• [Stated exercise a] Translate the sentence "URLs are a concept of HTTP." from the forum thread into Spanish.
──────────
This is a static archive of our old Q&A Site. Please post any new questions and answers at ask.wireshark.org.

Capturing url from tcp packets

0	Hi All I have gone through the packet-tcp.c but I am not sure which section deals with extracting the url if it exists in the tcp packets. I have my whole payload packet but I need this specific function. url dissector tcp asked 12 Aug '13, 06:09 newbie14 26●3●3●8 accept rate: 0%

3 Answers:

All I have gone through the packet-tcp.c but I am not sure which section deals with extracting the url

there are no URLs in TCP itself. URLs are a concept of HTTP. You need to look in packet-http.c

UPDATE

I am capturing the packets via pf_ring. So in my case I am interested for fly-by analysis and later store into database.

O.K. in that case, Wireshark is kind of 'overkill' for you. Please have a look at the following tools (and their code): ngrep, xplico, tcpextract, etc.

http://ngrep.sourceforge.net/
http://www.xplico.org/
https://pypi.python.org/pypi/tcpextract

Regards
Kurt

answered 12 Aug '13, 06:10

Kurt Knochner ♦
24.8k●10●39●237
accept rate: 15%

edited 13 Aug '13, 04:38

I am lost here. So say I got a tcp packet how to decide if it will have url or not ? I will go through packet-http.c where to start ? Where does each of this packet-*** starts from ? Sorry I am very new.
──────────
• [Stated exercise b] Filter the records below, copying every line that holds the word "logo". Case counts.

A run of records
──────────
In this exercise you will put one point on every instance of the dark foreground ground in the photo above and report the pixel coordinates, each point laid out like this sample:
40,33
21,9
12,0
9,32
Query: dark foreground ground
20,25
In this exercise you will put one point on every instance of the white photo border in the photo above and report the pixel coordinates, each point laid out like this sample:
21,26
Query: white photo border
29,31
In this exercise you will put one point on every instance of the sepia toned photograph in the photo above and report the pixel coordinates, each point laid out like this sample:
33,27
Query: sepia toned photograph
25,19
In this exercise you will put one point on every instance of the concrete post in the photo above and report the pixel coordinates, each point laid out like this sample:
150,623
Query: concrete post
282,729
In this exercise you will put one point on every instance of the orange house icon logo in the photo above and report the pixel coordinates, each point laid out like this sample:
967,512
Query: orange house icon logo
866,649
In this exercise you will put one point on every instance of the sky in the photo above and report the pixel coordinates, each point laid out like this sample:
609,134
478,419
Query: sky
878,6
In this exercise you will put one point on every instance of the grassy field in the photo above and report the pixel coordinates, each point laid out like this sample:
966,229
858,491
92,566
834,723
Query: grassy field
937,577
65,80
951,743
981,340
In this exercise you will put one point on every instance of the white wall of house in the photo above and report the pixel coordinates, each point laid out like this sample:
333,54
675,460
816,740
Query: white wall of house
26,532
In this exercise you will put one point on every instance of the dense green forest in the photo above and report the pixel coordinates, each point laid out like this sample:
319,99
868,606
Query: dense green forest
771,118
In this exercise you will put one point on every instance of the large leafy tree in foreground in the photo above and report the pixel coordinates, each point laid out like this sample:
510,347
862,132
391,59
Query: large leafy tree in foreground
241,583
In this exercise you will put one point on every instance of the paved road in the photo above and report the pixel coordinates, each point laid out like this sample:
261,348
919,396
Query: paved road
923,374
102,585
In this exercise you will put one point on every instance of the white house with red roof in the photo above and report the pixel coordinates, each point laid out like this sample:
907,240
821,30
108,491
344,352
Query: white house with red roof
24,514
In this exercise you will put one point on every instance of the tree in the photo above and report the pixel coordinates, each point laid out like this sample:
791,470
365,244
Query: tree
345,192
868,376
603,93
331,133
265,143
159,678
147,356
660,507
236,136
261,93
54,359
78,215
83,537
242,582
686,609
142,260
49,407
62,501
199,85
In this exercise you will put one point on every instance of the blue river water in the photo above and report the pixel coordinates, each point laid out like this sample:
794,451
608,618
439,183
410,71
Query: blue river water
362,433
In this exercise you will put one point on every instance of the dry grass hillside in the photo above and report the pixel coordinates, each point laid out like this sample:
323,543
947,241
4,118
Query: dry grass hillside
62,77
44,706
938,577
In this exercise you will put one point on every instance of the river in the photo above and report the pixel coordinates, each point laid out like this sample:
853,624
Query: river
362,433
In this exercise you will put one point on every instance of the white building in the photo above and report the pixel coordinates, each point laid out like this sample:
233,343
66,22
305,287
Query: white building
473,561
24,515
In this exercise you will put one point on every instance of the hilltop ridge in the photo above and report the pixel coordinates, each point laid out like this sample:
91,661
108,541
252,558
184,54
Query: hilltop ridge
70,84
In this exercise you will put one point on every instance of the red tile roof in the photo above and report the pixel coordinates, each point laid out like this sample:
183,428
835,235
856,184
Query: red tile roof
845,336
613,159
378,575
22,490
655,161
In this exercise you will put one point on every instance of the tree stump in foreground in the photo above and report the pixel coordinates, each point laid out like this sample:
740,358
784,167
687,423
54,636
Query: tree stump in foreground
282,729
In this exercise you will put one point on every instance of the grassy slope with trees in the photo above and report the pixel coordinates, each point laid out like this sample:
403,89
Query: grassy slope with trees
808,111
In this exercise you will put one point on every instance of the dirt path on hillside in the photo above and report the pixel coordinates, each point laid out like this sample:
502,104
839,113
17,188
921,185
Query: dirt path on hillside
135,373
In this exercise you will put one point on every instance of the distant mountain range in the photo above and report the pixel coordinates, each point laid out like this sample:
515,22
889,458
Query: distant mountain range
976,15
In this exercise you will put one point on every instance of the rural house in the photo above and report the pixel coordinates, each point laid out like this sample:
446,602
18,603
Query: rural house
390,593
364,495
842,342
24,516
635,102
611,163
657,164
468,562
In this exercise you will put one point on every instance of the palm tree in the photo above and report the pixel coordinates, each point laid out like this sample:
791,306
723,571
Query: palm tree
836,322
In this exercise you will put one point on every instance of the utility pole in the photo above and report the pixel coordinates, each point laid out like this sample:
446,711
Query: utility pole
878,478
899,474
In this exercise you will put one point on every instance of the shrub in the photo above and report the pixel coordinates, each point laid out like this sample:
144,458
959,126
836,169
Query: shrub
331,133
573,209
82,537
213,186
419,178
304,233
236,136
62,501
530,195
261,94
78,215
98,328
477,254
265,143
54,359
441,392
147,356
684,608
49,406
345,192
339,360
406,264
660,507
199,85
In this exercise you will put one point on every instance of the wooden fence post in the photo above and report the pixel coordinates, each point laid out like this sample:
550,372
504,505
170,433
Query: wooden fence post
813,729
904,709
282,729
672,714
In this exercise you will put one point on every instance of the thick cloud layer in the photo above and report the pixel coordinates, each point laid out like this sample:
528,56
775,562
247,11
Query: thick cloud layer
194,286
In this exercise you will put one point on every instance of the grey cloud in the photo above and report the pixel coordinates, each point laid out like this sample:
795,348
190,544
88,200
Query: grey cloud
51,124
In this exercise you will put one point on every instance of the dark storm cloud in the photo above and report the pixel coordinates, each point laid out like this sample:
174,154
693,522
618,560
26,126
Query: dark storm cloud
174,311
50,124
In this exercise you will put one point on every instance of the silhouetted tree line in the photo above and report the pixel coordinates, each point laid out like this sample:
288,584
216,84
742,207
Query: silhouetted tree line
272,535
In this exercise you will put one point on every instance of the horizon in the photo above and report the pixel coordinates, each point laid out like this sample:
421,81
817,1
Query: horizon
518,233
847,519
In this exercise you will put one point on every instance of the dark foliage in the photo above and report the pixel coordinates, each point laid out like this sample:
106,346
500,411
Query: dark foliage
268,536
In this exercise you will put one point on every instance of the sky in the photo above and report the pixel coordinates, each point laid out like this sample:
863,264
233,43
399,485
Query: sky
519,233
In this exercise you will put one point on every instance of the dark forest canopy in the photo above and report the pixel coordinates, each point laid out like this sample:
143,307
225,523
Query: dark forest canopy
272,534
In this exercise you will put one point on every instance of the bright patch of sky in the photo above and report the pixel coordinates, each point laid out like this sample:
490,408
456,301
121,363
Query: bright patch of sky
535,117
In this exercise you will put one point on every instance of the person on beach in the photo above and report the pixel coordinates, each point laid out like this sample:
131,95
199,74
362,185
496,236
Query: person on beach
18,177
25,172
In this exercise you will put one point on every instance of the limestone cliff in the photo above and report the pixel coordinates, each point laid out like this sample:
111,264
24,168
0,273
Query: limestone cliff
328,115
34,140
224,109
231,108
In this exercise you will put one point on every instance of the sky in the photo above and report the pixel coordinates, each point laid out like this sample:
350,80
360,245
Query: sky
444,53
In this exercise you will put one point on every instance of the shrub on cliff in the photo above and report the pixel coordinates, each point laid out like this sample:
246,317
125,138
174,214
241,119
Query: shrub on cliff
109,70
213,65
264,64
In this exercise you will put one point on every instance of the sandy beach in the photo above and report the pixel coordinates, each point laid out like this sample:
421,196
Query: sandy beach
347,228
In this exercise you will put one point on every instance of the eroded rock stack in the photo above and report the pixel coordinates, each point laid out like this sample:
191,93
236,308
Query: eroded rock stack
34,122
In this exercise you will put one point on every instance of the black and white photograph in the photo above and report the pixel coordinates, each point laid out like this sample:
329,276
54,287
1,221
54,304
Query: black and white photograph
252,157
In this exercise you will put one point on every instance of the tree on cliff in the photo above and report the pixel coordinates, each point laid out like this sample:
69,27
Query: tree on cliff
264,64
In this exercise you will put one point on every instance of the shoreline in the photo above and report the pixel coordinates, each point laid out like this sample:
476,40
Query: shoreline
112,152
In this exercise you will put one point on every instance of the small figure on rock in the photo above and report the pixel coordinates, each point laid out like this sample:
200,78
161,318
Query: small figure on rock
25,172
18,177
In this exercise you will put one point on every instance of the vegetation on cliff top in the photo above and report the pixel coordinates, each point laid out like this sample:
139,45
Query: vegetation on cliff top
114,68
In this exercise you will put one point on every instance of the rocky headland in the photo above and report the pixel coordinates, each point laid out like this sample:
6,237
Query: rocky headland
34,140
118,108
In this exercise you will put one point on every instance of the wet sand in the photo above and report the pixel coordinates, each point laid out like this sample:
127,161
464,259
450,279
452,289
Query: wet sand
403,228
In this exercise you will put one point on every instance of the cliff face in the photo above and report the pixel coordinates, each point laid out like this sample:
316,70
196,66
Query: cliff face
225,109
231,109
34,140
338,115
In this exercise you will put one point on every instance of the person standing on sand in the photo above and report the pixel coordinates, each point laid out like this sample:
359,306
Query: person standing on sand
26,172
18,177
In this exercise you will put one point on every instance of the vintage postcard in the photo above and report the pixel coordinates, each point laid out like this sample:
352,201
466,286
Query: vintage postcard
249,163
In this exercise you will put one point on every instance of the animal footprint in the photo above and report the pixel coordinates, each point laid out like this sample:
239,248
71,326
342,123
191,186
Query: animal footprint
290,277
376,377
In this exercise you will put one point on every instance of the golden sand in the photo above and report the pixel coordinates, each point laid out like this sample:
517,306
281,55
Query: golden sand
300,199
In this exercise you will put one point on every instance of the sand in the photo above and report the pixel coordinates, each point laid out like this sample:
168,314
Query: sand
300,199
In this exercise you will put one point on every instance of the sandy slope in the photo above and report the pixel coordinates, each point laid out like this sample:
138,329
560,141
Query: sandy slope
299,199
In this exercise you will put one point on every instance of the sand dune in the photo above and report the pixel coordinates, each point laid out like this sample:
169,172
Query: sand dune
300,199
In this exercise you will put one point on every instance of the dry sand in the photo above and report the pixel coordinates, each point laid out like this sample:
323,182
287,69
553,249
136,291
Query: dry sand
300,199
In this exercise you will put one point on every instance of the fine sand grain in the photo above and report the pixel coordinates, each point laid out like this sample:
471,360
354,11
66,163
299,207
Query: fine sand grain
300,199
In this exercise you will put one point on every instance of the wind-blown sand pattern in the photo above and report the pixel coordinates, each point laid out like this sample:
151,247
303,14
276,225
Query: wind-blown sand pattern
──────────
• [Right answer a] Las URL son un concepto de HTTP.

• [Right answer b]
In this exercise you will put one point on every instance of the orange house icon logo in the photo above and report the pixel coordinates, each point laid out like this sample:
Query: orange house icon logo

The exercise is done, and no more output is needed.